## Text
- Opening Delimiter -
Avoiding a midnight snack and early breakfast may be the key to staying slim, new research suggests.
Mice on a high-fat diet gain less weight when they are only able to eat for half the day, an Australian study found.
Previous research suggests late-night snacking is fueling the obesity crisis, with humans only supposed to eat between 8am and 8pm, or even earlier.
Yet, the researchers argue eating within any 12-hour window, whether during the day or at night, helps regulate signals that control people’s appetites.
More than 25 per cent of adults in the UK are classified as obese. Carrying too much weight increases people’s risk of developing type 2 diabetes, heart disease, stroke and even certain cancers.
Avoiding a midnight snack and early breakfast may be the key to staying slim (stock)
Restricting food intake to half the day boosts weight loss
Results suggest mice who have access to food for just half the day weigh less regardless of whether the nocturnal animals feed at night, which is their normal active period, or during the day, when they are naturally asleep.
Such rodents are slimmer than those eating the same number of calories over an entire day.
This is thought to be due to them having more sensitive vagus nerves, which are responsible for communicating feelings of hunger to the brain.
Study author Professor Amanda Page, from the University of Adelaide, said: ‘Time-restricted feeding did not affect weight gain in the standard laboratory diet mice but decreased weight gain in the high-fat diet mice – irrespective of the time-restricted diet period.’
The study was published in the Journal of Neuroscience.
What are vagus nerves?
- Closing Delimiter -
## Parts of the exercise
**1)** Answer these questions about the article on time-restricted eating:
(a) What share of adults in the UK are classified as obese?
(b) Which university is Professor Amanda Page from?
(c) In which journal was the study published?
**2)** Can you reproduce everything in the article on time-restricted eating from "Restricting food intake" down to "Journal of Neuroscience.", word for word?
**3)** Could you pick up the article on time-restricted eating after its last line and carry it on?

## Extracted entries
- Opening Delimiter -
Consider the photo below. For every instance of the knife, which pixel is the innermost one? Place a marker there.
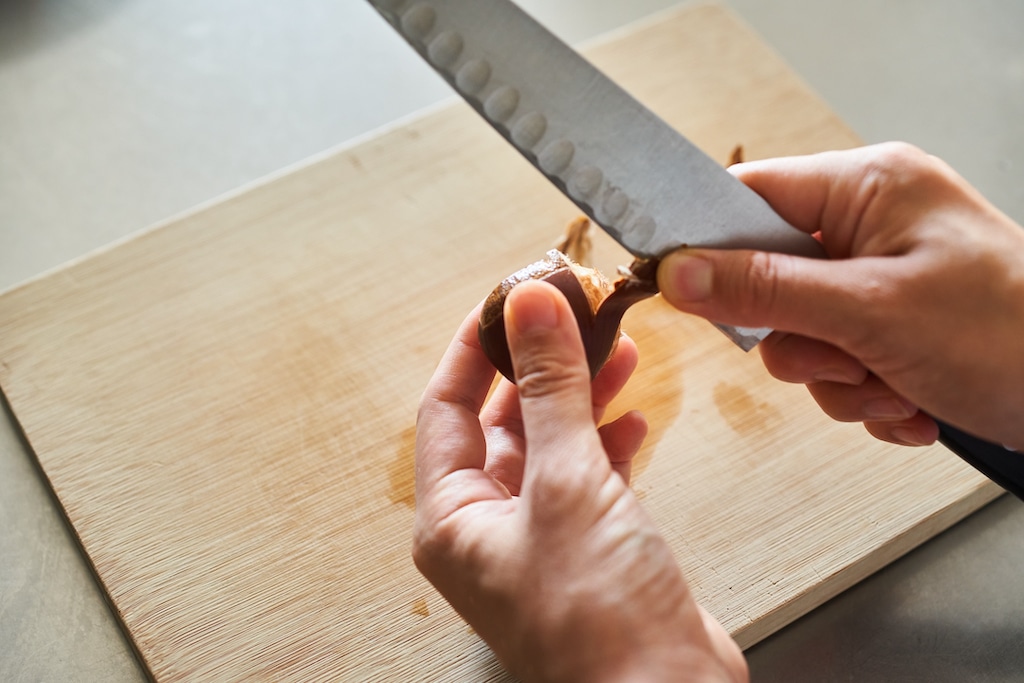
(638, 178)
- Closing Delimiter -
- Opening Delimiter -
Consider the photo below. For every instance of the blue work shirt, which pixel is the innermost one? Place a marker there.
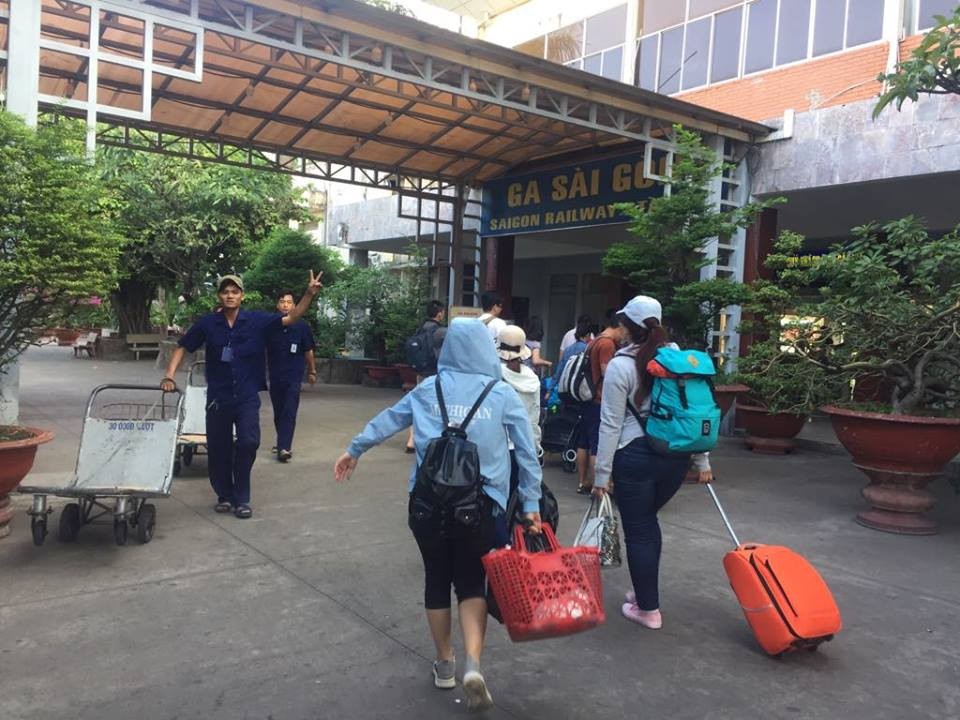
- Closing Delimiter -
- Opening Delimiter -
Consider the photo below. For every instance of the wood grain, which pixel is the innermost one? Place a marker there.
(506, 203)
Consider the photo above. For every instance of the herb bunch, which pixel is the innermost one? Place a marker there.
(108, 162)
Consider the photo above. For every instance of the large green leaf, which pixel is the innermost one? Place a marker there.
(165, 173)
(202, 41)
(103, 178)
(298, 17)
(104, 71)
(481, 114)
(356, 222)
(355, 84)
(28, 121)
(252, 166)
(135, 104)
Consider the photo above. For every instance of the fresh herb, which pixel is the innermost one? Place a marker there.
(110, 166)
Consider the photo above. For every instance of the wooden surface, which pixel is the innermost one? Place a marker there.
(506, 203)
- Closing Delimiter -
## Your written answers
**1)**
(a) More than 25 per cent.
(b) The University of Adelaide.
(c) The Journal of Neuroscience.

**2)**
Restricting food intake to half the day boosts weight loss
Results suggest mice who have access to food for just half the day weigh less regardless of whether the nocturnal animals feed at night, which is their normal active period, or during the day, when they are naturally asleep.
Such rodents are slimmer than those eating the same number of calories over an entire day.
This is thought to be due to them having more sensitive vagus nerves, which are responsible for communicating feelings of hunger to the brain.
Study author Professor Amanda Page, from the University of Adelaide, said: ‘Time-restricted feeding did not affect weight gain in the standard laboratory diet mice but decreased weight gain in the high-fat diet mice – irrespective of the time-restricted diet period.’
The study was published in the Journal of Neuroscience.

**3)**
After eating, vagus nerves within the stomach wall send signals to the central nervous system to indicate whether people feel full.
Previous research suggests such nerves lose their sensitivity in obese people, which causes their stomachs to need to contain a lot more food before they feel full.
Targeting vagal nerves with drugs has been suggested as a potential treatment for obesity.
How the research was carried out
The researcher fed mice either a standard laboratory diet or a high-fat eating plan over 12 weeks.
Those following a high-fat diet either had access to such food across the entire day, or only during the light or dark phase.
Vagal nerve recordings were taken at three-hour intervals.
Previous research suggests late-night snacking stops people being a healthy weight (stock)
Dieters feel hungrier up to two years after weight loss
This comes after research released last February suggested scientists may have uncovered why diets backfire.
Slimmers feel hungrier and have a stronger desire to eat up to two years after losing weight, a study found.
Among obese people who lose nearly 10 per cent of their body weight, their ‘thermostats reset’ to increase the impulse to eat, which the researchers believe may once have been an evolutionary advantage to protect against famine.
For people carrying too much weight, ‘hunger hormones’ may be harder to ignore as they become ‘deaf’ to signals that they are full, the scientists add.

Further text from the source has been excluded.